Some records:

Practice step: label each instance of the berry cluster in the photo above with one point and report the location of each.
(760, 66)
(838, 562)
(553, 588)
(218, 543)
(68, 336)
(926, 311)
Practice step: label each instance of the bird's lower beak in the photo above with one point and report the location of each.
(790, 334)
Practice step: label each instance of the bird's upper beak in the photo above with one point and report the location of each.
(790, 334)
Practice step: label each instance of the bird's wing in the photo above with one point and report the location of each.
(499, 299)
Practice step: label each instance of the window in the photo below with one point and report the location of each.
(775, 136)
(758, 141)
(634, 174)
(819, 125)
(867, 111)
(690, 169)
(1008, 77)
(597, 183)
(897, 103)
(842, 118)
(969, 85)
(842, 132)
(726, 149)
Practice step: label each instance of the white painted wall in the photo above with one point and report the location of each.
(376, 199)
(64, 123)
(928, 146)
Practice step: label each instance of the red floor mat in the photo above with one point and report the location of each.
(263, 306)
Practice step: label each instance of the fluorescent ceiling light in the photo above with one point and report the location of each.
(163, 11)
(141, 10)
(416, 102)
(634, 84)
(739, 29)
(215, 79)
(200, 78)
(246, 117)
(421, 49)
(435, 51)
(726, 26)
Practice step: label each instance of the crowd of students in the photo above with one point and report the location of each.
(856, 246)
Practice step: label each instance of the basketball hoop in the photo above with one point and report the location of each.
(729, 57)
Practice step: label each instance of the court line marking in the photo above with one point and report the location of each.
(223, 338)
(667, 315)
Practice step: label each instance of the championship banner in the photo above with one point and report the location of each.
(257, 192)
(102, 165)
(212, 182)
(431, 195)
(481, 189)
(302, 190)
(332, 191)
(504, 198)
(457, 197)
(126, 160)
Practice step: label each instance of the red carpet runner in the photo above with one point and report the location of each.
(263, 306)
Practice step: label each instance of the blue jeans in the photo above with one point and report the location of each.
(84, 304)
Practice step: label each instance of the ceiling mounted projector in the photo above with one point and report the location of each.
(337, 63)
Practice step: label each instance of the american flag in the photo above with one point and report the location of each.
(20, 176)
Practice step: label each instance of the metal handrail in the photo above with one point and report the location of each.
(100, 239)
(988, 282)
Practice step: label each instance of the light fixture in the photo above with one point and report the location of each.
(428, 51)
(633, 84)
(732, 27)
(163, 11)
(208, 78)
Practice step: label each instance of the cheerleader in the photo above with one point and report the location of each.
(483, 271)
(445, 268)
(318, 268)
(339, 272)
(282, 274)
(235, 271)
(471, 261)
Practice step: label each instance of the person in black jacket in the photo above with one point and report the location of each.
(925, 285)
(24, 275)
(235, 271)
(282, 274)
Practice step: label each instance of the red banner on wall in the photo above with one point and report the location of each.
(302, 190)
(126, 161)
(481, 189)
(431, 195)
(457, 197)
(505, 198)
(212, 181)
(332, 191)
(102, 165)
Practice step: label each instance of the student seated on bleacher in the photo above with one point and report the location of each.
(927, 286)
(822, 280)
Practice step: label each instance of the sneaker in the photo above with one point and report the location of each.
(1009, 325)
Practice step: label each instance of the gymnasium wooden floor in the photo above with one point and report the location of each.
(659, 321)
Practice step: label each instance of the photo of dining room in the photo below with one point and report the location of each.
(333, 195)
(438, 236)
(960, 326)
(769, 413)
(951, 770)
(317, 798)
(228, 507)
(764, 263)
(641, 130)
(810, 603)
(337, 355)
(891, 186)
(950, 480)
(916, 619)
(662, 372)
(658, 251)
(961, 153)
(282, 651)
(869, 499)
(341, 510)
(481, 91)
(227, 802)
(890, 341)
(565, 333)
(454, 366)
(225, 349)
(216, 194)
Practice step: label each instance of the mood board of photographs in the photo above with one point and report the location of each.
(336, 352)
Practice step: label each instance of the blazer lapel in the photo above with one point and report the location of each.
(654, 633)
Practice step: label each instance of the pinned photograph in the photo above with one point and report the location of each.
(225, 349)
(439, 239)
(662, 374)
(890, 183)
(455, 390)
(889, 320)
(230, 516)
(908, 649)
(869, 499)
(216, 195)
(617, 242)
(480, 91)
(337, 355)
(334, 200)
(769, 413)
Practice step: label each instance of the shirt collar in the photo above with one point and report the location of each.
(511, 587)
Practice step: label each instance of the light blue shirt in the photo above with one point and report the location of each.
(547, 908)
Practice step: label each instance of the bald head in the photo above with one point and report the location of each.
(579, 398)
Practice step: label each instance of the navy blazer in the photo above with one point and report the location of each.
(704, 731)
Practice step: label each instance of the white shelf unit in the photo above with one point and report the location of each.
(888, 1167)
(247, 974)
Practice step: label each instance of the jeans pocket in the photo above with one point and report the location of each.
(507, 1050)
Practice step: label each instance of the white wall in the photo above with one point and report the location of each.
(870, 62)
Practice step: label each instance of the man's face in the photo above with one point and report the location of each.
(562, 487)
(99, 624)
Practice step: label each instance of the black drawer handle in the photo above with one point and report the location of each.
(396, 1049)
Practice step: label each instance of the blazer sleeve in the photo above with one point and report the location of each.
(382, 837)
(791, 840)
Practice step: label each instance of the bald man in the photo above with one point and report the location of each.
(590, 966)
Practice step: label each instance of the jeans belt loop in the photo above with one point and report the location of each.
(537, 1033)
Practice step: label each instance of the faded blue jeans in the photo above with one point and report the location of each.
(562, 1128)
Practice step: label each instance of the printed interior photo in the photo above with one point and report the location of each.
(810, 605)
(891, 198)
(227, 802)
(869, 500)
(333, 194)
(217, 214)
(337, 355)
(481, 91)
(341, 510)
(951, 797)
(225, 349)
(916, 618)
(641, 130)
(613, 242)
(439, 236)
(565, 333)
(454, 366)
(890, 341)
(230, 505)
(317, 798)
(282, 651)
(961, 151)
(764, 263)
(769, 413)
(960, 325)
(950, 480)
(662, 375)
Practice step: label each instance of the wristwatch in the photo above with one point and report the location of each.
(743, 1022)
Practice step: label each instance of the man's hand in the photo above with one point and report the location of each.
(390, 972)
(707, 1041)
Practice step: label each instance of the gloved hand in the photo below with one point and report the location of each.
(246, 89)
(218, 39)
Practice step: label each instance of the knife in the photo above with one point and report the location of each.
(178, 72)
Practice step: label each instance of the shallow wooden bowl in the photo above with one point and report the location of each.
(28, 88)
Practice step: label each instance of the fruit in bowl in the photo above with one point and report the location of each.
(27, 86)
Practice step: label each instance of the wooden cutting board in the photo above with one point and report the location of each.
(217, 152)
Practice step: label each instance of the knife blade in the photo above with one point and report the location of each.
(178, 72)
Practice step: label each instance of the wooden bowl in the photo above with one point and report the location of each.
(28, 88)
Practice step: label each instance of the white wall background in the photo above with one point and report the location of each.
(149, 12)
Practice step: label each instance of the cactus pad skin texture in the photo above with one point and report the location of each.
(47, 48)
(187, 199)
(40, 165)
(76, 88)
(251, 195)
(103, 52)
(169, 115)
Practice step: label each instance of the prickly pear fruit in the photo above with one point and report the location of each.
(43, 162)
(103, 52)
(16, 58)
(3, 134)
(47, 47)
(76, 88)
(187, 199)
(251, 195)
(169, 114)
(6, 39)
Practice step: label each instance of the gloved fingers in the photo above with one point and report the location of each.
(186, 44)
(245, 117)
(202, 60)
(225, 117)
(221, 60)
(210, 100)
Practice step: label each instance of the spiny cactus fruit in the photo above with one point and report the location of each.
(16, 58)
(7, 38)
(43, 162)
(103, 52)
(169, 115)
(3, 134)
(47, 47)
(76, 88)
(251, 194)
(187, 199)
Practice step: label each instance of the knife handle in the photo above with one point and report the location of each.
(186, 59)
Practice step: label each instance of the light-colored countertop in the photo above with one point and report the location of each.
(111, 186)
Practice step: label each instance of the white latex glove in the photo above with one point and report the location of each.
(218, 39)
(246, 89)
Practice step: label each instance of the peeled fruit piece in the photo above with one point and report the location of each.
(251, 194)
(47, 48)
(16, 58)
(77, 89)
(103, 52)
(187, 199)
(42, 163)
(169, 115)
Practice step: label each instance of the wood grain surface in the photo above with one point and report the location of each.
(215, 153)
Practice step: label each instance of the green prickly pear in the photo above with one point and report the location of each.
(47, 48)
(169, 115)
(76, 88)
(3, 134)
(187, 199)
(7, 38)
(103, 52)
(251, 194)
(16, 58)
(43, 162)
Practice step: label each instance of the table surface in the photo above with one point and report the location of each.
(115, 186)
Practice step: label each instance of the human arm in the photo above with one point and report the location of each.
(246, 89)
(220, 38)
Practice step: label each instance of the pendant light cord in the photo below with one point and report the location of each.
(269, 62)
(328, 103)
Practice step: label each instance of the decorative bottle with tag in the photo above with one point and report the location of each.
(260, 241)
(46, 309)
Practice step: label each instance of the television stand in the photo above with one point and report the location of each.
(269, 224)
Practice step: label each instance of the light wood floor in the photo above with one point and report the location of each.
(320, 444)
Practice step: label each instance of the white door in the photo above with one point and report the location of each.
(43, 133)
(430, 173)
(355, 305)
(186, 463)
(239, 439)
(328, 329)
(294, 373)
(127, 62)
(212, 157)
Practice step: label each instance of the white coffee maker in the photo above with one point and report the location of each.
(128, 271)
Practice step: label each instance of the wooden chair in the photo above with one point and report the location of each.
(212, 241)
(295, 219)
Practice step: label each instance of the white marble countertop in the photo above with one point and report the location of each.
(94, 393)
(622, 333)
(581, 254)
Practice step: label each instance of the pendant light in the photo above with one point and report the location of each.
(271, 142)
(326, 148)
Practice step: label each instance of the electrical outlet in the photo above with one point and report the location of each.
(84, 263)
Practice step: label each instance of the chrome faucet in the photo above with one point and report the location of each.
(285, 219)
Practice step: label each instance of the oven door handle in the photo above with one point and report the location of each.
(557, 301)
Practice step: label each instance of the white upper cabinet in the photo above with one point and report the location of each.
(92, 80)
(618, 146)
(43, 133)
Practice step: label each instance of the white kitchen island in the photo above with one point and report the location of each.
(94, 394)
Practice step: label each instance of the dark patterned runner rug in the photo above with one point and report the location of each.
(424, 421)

INSTRUCTIONS TO FOLLOW:
Reproduce the stretch of items from the line containing "Practice step: label each instance of the pinned" through the line containing "(562, 1128)", replacing "blazer" with "jacket" and leaving everything else unchanged.

RESULT FOR THIS TASK:
Practice step: label each instance of the pinned photograph in the photo above with one point and report the location of each.
(225, 349)
(439, 239)
(662, 374)
(890, 183)
(455, 390)
(889, 320)
(230, 516)
(908, 649)
(869, 499)
(216, 195)
(617, 242)
(480, 91)
(337, 355)
(334, 200)
(769, 413)
Practice step: label each instance of the shirt collar in the photo above with one point and report the location of each.
(511, 587)
Practice step: label each instance of the light blue shirt in the photo above with one point and report the location of each.
(547, 908)
Practice step: label each instance of the bald head in the photo above with one point and report the location of each.
(579, 398)
Practice step: label each instance of the navy jacket in the photo above with one point and report the location of each.
(704, 731)
Practice step: label each instance of the white shelf unit in the photo above with one point and report the location of each.
(888, 1167)
(247, 974)
Practice step: label each instance of the jeans pocket in the photo above with one point and report the location of each.
(507, 1050)
Practice step: label each instance of the white wall in the photo above with one point and report the location of each.
(870, 62)
Practice step: label each instance of the man's face in the photo above with one point and report the location of each.
(562, 487)
(99, 624)
Practice step: label each instance of the black drawer handle in the photo above with one point and report the location of each.
(396, 1049)
Practice step: label each instance of the jacket sleeve in the photo above with one point and report the location of each.
(382, 837)
(791, 840)
Practice step: label each instance of the bald man in the photo above with one point and report the location of each.
(590, 966)
Practice step: label each instance of the jeans belt loop in the photo above with one point and report the location of each.
(537, 1033)
Practice step: label each instance of the faded blue jeans in the photo above with one point and report the location of each.
(562, 1128)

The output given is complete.